# [Zu erledigen]
Schreiben Sie bitte die folgenden Daten vollständig und Zeile für Zeile unverändert ab.

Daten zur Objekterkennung

***

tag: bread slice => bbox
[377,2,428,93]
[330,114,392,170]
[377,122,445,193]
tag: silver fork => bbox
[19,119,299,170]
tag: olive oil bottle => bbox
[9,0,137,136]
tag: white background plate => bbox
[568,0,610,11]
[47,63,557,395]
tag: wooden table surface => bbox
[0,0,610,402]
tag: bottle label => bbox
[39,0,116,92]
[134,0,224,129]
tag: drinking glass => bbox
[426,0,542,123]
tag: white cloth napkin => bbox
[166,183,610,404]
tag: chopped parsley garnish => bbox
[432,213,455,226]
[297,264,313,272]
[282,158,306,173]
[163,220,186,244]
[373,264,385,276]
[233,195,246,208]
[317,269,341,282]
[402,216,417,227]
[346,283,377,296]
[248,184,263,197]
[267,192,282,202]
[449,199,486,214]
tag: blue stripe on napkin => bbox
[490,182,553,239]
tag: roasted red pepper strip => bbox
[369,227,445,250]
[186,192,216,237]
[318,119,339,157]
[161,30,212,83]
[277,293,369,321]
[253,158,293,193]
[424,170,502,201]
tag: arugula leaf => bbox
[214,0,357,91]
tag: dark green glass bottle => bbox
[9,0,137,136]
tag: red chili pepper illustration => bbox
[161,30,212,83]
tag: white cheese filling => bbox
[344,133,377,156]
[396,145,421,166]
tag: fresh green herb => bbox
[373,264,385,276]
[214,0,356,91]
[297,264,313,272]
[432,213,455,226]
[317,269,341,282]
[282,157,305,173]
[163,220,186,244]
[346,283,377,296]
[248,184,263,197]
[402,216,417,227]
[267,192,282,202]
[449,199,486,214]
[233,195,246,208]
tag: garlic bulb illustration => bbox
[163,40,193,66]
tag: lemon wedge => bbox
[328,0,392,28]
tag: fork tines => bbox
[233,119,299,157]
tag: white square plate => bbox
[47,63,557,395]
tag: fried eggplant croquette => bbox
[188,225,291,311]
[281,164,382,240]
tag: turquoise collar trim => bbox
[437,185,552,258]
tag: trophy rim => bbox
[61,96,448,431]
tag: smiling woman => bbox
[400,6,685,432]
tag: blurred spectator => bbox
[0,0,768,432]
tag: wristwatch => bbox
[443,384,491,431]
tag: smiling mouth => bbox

***

# [Schriftliche Antwort]
tag: bread slice => bbox
[377,2,428,93]
[330,114,392,170]
[377,122,445,193]
tag: silver fork => bbox
[19,119,299,170]
tag: olive oil bottle => bbox
[9,0,137,136]
tag: white background plate => bbox
[568,0,610,11]
[47,63,557,395]
tag: wooden table surface => bbox
[0,0,610,402]
tag: bottle label => bbox
[39,0,116,92]
[134,0,224,129]
tag: drinking glass => bbox
[426,0,542,123]
tag: white cloth napkin => bbox
[166,183,610,404]
tag: chopped parsley garnish => bbox
[432,213,455,226]
[297,264,313,272]
[282,158,306,173]
[163,220,186,244]
[373,264,385,276]
[233,195,246,208]
[317,269,341,282]
[402,216,417,227]
[346,283,377,296]
[248,184,263,197]
[267,192,282,202]
[449,199,486,214]
tag: blue stripe on napkin => bbox
[490,182,553,239]
tag: roasted red pepper strip => bbox
[369,227,445,250]
[186,192,216,237]
[318,119,339,157]
[161,30,212,83]
[277,293,369,321]
[253,158,293,193]
[424,170,502,201]
tag: arugula leaf => bbox
[214,0,357,91]
tag: dark green glass bottle => bbox
[9,0,137,136]
tag: red chili pepper illustration => bbox
[161,30,212,83]
tag: white cheese filling => bbox
[344,133,377,156]
[396,145,421,166]
tag: fresh green herb => bbox
[373,264,385,276]
[214,0,356,91]
[297,264,313,272]
[432,213,455,226]
[317,269,341,282]
[282,157,305,173]
[163,220,186,244]
[346,283,377,296]
[248,184,263,197]
[402,216,417,227]
[267,192,282,202]
[449,199,486,214]
[233,195,246,208]
tag: garlic bulb illustration => bbox
[163,40,193,66]
tag: lemon wedge => bbox
[328,0,392,28]
tag: fork tines => bbox
[233,119,299,157]
tag: white square plate => bbox
[47,63,557,395]
tag: fried eggplant croquette => bbox
[188,225,291,311]
[281,164,382,240]
tag: turquoise collar trim => bbox
[437,185,552,258]
tag: trophy rim => bbox
[61,96,448,431]
tag: smiling woman => bbox
[400,6,685,432]
tag: blurred spectator => bbox
[0,0,768,432]
tag: wristwatch => bbox
[443,384,491,431]
tag: smiling mouth => bbox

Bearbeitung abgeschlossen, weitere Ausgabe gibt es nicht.